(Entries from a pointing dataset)
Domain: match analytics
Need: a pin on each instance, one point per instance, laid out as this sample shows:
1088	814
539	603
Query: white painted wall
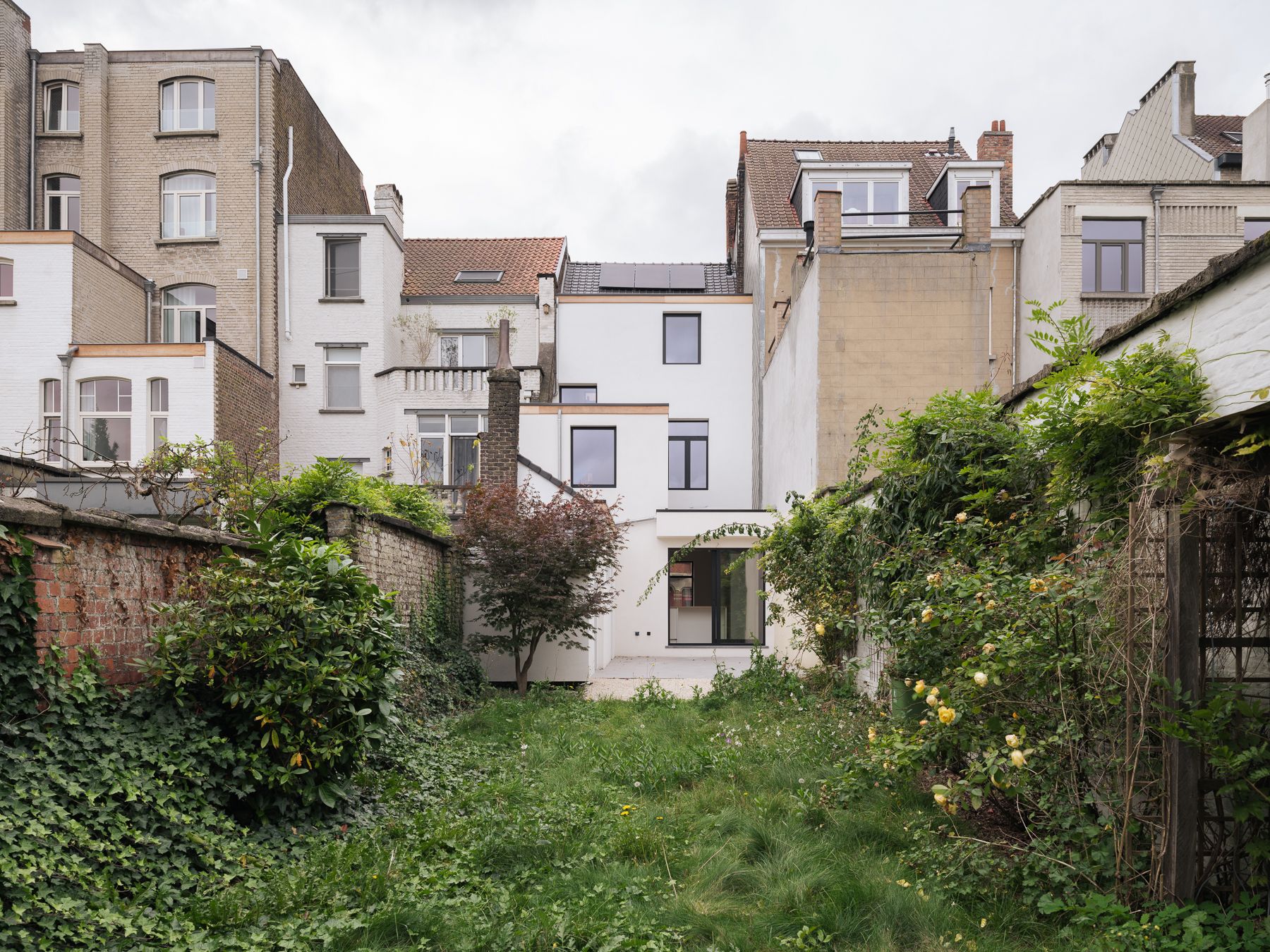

*Task to carry out*. Copy out every line of the entries above, reproducing each character precisely. Leave out the pictures.

*Task response*.
Domain: match analytics
Need: a pin on each instance, one point per instance, laid out as this sample shows:
1088	814
539	603
Query: white painted wall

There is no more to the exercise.